--- START ---

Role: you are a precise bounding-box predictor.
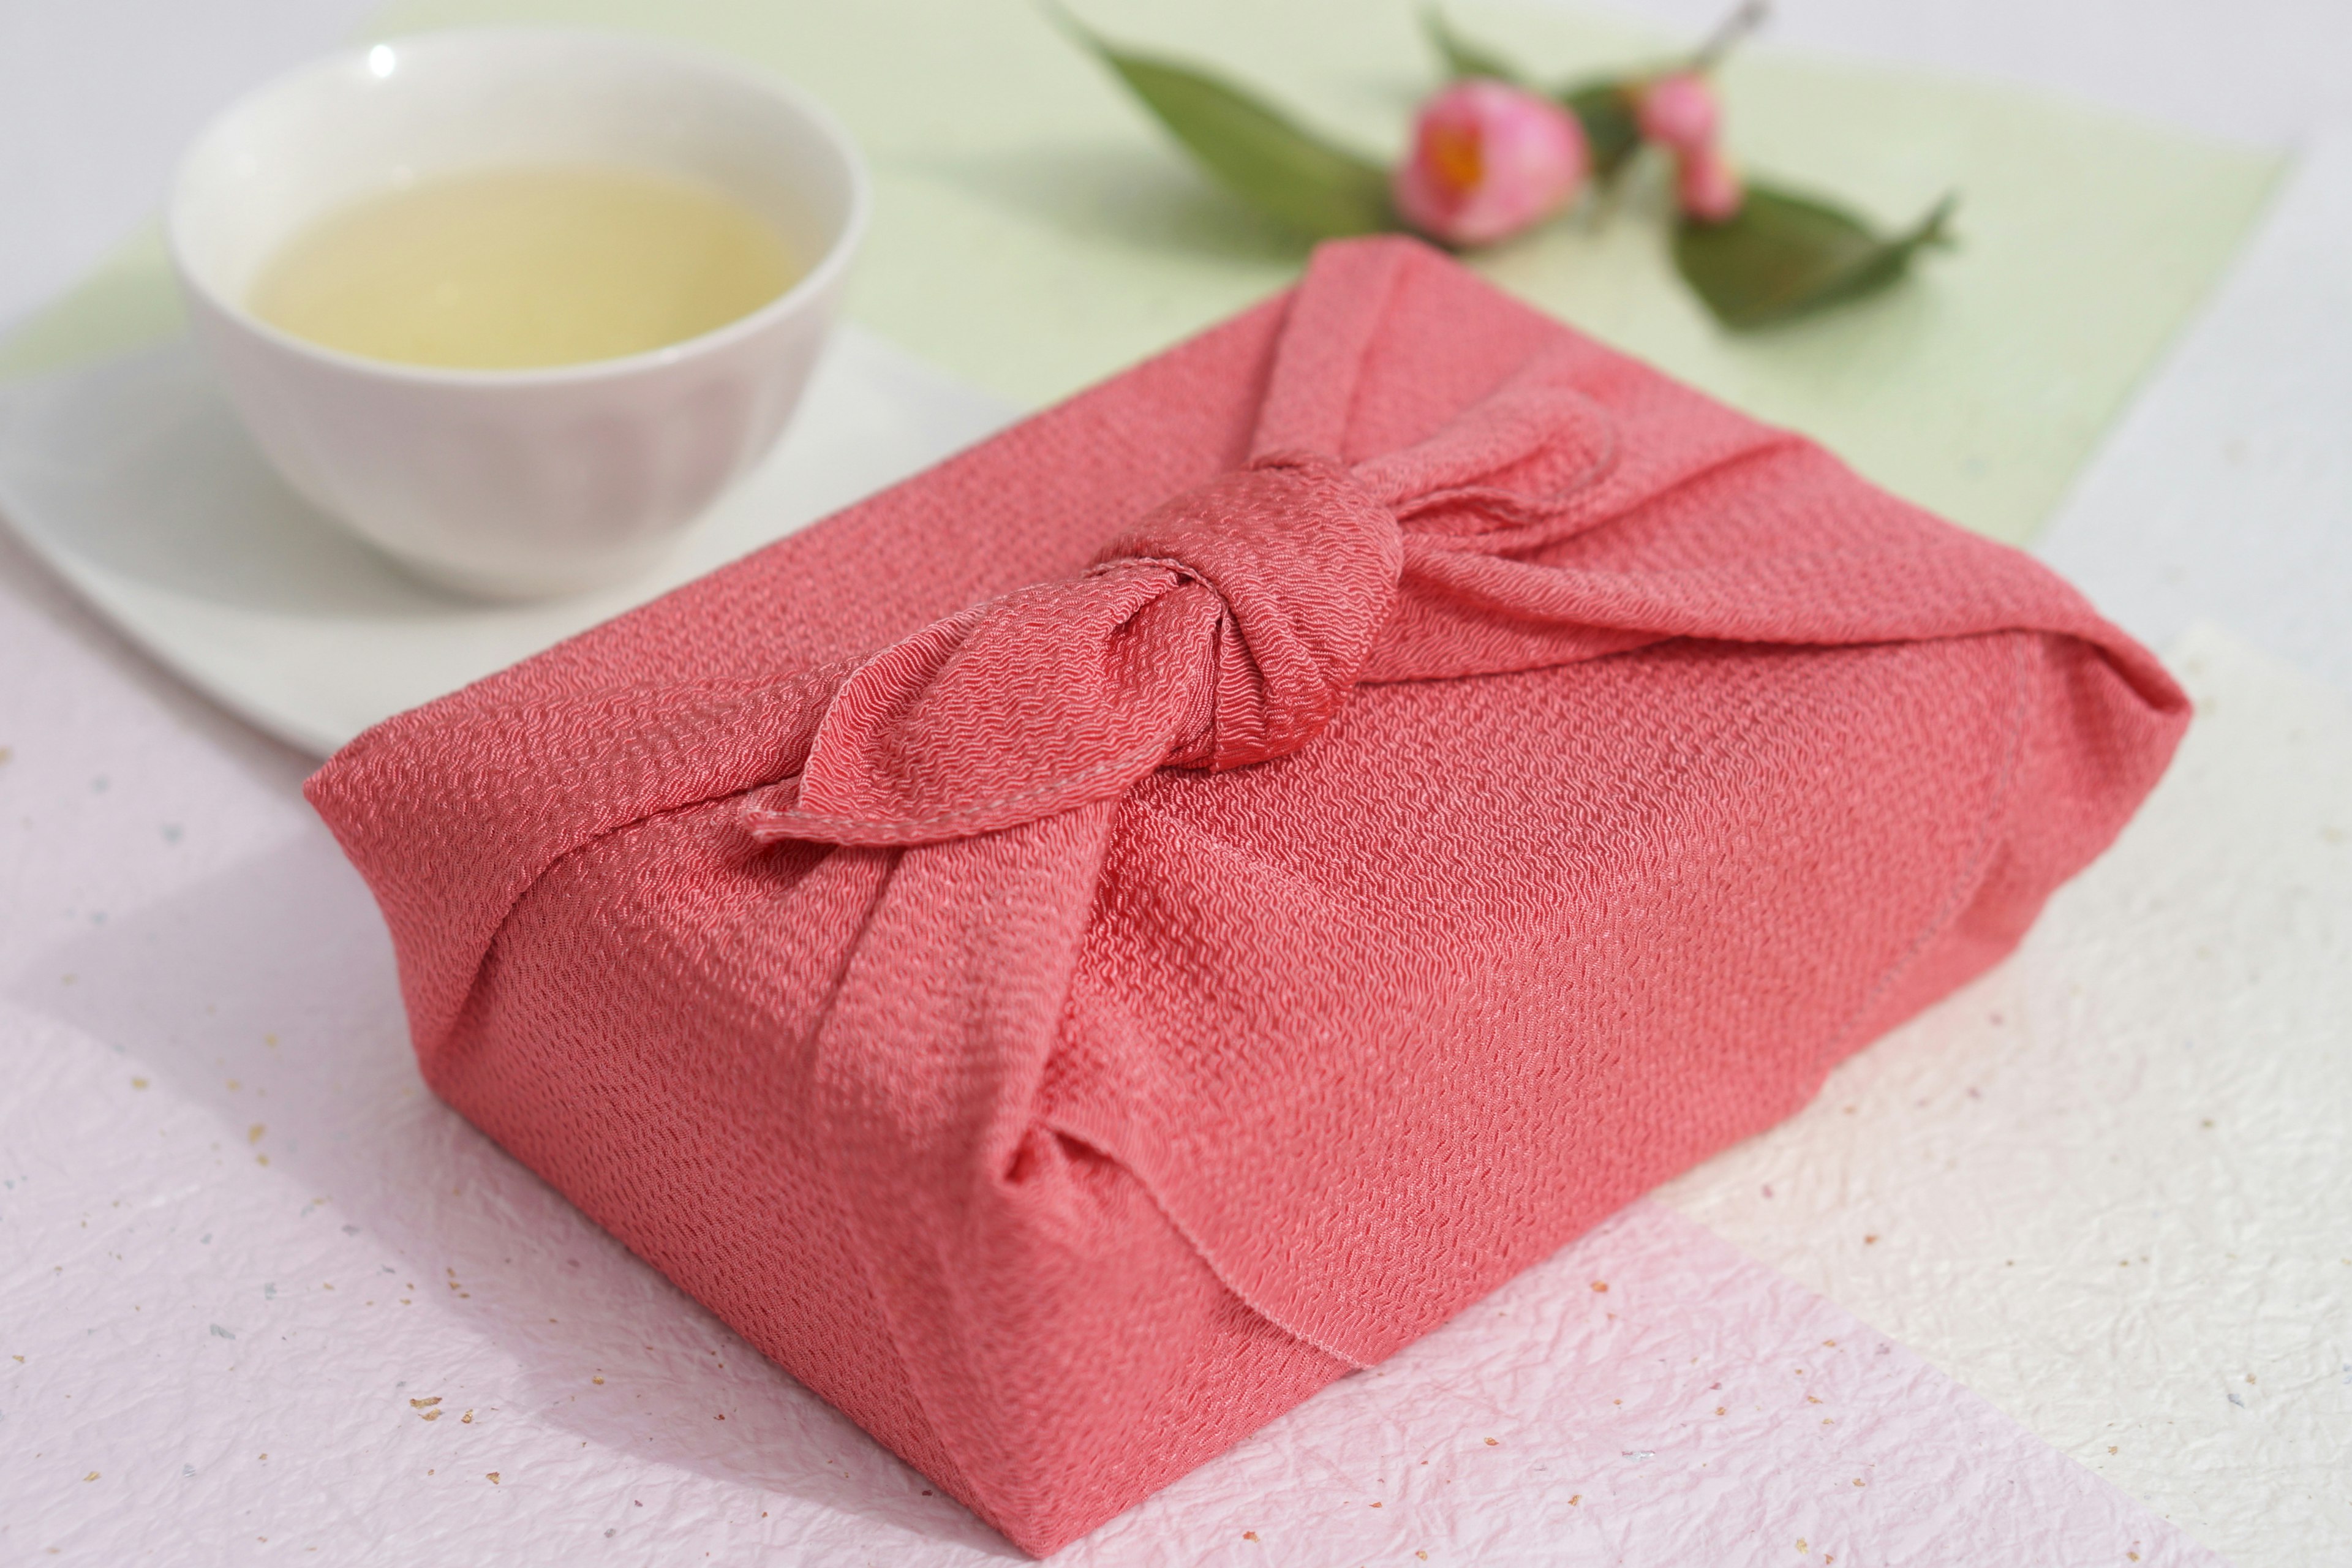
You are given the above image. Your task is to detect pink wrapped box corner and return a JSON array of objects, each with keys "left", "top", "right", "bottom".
[{"left": 307, "top": 238, "right": 2185, "bottom": 1555}]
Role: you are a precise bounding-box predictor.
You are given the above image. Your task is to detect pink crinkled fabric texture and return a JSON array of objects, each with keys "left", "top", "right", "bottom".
[{"left": 306, "top": 236, "right": 2187, "bottom": 1556}]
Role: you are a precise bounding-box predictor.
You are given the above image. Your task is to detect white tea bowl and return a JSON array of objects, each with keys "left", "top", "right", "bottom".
[{"left": 168, "top": 28, "right": 869, "bottom": 599}]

--- END ---

# Problem
What is needed here is each line above set down word for word, minus the images.

# Output for this task
Role: you are a precise bounding-box predictor.
You are given the above image. Your task is to detect pink wrapped box corner and return a JSON array of objects, each with keys "left", "top", "right", "bottom".
[{"left": 307, "top": 238, "right": 2185, "bottom": 1555}]
Role: you are a precise bounding-box predictor.
You are given the above image. Your task is to detect pink crinkled fabric texture and return a JSON array of objects, each with keys "left", "top", "right", "bottom".
[{"left": 306, "top": 236, "right": 2187, "bottom": 1556}]
Role: you are a precise bounding-box predictor.
You are given the above image. Your task is to detect white tea bowl and return a JSON array of objects, each with keys "left", "top", "right", "bottom".
[{"left": 168, "top": 28, "right": 869, "bottom": 599}]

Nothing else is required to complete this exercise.